■ PAGE EXTRACT:
--- start ---

We have become a society that overall values our possessions over much else. Our country is currently raising a generation that prides itself on owning the newest iPhone, the fastest car and every gaming system ever made. I am not saying that this is inherently bad, but it does paint a horrible picture. We are a country that has countless residents who are homeless, impoverished and hungry, yet we have a quasi-caste system based on the handbag you carry.
Capitalism is something I do not always hold to the highest honor. An increasing frustration is the treatment of huge corporations. We have seen the countless, inexcusable pardons of unethical banking practices. Monsanto gained its own protection act, not because it needed protection, but because it could buy its protection. In the Gilded Age of the United States, capitalism became synonymous with democracy, but now, as car companies move American jobs and face no penalty, it has become tantamount to greed, evil and poverty.
It is completely understandable that any citizen of an Islamic country might hold hostility toward any American of a different faith. There have been hate speeches and protests in our country directed at Islam as a whole. These are normally in response to terror attacks or threats. But the truth that such terrorist activities are not carried out by Islam, but by an extreme perversion of it, appears to be lost on many Americans. Every time a news outlet features a hate-spewing mongrel to talk about “all of Islam” hoping for the collapse and obliteration of the United States, our entire country appears to be a bunch of bigots.
I am a patriotic American, and I sincerely believe that we are the greatest nation on Earth, but I still believe that we have a long way to go to reach our fullest potential. Part of this potential might be reached with ease if we, as a society, a democracy and a nation, can learn to consider the criticisms of our perceived “enemies” as having some truth. We are not the only nation that has a lot of things right, and, therefore, we might have also gotten some things wrong. If we can learn to correct our flaws from our opposition, we might truly become an enlightened country.

--- end ---

■ STATED PROBLEM A: Display each line of the records that contains the word "iris".
The essay and the records have nothing to do with each other.

■ DATASET ENTRIES:
--- start ---

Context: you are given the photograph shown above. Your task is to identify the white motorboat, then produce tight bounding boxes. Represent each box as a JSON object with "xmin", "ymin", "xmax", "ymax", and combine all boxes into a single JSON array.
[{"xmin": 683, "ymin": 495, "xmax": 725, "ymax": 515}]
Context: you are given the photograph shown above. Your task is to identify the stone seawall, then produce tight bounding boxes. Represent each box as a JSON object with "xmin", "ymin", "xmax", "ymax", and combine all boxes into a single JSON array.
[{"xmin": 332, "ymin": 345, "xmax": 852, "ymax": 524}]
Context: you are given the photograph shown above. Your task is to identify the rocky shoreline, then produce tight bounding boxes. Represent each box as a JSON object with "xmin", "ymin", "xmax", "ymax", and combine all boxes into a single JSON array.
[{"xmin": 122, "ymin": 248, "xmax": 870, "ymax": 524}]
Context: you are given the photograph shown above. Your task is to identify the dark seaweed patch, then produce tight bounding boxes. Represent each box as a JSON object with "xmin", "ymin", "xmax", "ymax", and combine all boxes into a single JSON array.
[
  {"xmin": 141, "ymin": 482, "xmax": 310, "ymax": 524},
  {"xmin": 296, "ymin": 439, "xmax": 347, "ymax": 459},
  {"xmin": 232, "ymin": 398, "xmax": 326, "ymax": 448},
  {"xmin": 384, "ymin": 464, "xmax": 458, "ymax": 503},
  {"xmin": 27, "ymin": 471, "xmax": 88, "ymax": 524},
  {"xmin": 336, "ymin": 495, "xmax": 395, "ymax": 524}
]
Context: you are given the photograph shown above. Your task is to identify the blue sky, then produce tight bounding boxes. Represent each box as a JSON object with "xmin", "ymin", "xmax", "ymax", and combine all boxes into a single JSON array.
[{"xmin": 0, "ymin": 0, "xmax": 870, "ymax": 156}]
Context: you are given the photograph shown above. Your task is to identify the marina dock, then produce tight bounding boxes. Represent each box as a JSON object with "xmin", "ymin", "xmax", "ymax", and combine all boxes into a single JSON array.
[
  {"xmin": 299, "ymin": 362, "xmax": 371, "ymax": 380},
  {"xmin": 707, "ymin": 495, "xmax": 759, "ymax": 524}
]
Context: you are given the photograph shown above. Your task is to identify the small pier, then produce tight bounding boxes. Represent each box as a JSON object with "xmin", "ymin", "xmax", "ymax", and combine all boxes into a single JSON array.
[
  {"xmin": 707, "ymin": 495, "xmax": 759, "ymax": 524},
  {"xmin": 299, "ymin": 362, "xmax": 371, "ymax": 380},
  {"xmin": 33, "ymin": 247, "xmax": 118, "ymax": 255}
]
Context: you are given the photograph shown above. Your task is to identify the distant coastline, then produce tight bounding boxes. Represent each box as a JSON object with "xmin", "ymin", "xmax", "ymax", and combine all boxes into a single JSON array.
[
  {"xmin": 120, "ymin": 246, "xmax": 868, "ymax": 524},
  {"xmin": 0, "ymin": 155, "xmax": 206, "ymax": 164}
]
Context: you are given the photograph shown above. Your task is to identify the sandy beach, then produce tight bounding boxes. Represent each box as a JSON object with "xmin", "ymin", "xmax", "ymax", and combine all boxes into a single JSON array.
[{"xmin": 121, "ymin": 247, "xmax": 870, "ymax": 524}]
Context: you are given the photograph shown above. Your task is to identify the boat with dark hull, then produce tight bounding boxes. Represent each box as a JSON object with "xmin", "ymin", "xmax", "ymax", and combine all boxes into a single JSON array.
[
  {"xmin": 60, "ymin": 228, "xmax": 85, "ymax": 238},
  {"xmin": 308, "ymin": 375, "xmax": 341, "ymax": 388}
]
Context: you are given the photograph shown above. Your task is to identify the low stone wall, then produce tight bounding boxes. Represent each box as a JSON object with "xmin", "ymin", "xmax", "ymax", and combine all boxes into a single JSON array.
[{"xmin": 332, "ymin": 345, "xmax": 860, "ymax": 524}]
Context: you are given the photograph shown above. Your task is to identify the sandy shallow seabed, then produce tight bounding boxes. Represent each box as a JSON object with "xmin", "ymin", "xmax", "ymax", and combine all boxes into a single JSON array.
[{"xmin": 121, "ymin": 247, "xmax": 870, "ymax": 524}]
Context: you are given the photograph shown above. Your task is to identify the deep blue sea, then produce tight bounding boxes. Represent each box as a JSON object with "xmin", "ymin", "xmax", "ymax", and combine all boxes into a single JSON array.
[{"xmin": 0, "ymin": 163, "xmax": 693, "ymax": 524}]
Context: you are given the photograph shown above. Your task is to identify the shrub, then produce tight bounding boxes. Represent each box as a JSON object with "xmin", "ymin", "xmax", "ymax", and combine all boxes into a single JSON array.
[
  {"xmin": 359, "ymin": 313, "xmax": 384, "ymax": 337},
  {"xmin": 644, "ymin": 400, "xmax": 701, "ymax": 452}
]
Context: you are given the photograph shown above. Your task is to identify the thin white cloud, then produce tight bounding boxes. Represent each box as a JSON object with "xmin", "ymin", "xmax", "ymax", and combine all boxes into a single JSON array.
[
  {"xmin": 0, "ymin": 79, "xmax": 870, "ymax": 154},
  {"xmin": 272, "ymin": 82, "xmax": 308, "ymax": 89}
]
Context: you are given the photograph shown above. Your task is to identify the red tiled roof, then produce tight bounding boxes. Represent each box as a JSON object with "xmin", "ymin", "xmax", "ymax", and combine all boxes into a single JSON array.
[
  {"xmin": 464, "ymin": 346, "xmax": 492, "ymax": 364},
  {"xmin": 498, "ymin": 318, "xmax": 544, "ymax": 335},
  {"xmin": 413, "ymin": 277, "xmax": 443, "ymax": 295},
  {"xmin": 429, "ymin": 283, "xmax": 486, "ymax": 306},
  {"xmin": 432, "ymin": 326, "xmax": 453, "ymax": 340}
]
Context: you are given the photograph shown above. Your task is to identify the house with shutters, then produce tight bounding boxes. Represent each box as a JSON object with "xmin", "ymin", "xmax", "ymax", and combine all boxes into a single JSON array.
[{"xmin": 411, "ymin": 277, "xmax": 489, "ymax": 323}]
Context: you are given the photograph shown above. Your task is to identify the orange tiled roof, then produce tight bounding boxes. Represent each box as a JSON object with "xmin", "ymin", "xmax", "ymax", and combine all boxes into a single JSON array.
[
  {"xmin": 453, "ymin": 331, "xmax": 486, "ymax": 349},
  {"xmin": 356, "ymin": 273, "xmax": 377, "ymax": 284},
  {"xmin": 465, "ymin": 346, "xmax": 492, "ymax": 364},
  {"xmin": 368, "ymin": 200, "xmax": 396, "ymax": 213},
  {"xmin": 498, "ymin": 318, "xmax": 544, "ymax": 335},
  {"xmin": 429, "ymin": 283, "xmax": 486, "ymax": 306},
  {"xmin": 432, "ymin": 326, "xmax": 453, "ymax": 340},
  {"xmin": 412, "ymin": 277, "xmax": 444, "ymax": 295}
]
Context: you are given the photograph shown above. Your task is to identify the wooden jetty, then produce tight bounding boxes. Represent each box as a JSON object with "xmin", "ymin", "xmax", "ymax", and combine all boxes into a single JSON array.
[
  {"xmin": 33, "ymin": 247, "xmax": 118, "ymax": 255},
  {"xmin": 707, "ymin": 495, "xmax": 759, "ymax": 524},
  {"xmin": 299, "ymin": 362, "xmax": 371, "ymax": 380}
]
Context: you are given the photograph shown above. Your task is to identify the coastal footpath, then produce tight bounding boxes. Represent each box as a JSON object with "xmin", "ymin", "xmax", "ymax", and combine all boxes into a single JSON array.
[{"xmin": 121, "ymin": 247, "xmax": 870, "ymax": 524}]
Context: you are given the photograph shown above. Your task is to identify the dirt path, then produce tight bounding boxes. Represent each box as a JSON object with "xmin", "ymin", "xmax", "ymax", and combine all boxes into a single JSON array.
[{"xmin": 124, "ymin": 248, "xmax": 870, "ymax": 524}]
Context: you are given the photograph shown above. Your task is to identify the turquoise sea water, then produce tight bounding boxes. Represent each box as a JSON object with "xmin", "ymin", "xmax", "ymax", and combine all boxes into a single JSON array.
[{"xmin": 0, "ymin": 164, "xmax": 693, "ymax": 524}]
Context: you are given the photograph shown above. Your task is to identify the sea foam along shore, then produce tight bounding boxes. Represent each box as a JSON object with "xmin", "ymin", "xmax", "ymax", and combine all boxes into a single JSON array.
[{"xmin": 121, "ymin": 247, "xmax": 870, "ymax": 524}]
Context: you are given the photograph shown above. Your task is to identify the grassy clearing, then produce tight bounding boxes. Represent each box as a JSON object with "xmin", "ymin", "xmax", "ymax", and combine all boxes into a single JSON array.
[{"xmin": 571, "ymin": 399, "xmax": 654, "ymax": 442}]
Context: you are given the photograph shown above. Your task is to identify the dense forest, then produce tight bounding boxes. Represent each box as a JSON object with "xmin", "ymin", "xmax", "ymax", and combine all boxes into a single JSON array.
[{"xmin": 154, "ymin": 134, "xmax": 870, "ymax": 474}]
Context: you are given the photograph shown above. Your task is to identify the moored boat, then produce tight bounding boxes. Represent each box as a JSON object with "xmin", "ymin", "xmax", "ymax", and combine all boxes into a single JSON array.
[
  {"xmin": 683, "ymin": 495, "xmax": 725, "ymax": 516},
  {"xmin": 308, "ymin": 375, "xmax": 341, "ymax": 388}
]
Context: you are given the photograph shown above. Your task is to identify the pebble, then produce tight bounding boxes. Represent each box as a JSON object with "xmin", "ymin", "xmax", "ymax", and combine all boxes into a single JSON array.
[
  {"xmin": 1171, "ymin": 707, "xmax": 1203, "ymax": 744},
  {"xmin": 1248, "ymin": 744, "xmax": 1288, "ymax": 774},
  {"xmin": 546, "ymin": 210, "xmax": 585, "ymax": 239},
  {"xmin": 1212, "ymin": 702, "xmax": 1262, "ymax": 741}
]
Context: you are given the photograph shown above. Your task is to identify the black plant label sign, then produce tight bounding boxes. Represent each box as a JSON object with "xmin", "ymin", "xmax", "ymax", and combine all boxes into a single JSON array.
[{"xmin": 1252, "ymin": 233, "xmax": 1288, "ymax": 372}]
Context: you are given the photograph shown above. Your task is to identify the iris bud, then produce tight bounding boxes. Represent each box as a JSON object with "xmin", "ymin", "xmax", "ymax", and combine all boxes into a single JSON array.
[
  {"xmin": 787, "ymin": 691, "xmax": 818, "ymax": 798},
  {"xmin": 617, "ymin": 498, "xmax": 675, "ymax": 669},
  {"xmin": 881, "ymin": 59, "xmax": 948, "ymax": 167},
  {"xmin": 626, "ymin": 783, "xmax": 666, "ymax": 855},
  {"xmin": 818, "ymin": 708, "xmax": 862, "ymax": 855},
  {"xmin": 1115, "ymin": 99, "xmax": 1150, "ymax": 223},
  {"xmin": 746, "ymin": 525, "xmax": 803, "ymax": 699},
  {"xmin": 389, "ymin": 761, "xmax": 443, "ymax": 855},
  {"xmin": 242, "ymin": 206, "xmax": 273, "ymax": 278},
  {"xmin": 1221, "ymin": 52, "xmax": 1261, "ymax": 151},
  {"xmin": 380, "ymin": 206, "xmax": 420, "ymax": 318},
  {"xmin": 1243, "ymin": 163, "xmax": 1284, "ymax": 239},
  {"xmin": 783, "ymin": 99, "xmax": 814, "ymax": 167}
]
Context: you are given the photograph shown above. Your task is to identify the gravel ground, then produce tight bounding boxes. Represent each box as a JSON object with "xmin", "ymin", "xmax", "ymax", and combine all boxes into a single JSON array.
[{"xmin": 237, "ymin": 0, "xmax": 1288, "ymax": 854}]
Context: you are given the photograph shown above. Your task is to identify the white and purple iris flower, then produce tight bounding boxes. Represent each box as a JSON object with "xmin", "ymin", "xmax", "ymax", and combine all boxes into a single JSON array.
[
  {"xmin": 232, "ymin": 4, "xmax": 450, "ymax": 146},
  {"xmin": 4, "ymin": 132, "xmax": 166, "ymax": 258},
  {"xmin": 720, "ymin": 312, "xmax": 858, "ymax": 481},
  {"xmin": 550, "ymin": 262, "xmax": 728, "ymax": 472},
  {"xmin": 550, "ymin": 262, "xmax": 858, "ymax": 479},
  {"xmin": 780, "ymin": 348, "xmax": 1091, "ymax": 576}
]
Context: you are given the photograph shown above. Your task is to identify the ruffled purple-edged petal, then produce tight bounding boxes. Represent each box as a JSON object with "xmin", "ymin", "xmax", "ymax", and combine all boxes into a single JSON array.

--- end ---

■ STATED PROBLEM B: Revise the essay from "It is completely" up to and including "bunch of bigots.", replacing "terror attacks" with "violent attacks".

■ WORKED SOLUTION A:
Context: you are given the photograph shown above. Your task is to identify the iris bud, then produce tight bounding boxes. Represent each box as a JSON object with "xmin", "ymin", "xmax", "ymax", and combine all boxes into a single JSON array.
Context: you are given the photograph shown above. Your task is to identify the white and purple iris flower, then produce tight bounding boxes. Represent each box as a JSON object with "xmin", "ymin", "xmax", "ymax", and combine all boxes into a single JSON array.

■ WORKED SOLUTION B:
It is completely understandable that any citizen of an Islamic country might hold hostility toward any American of a different faith. There have been hate speeches and protests in our country directed at Islam as a whole. These are normally in response to violent attacks or threats. But the truth that such terrorist activities are not carried out by Islam, but by an extreme perversion of it, appears to be lost on many Americans. Every time a news outlet features a hate-spewing mongrel to talk about “all of Islam” hoping for the collapse and obliteration of the United States, our entire country appears to be a bunch of bigots.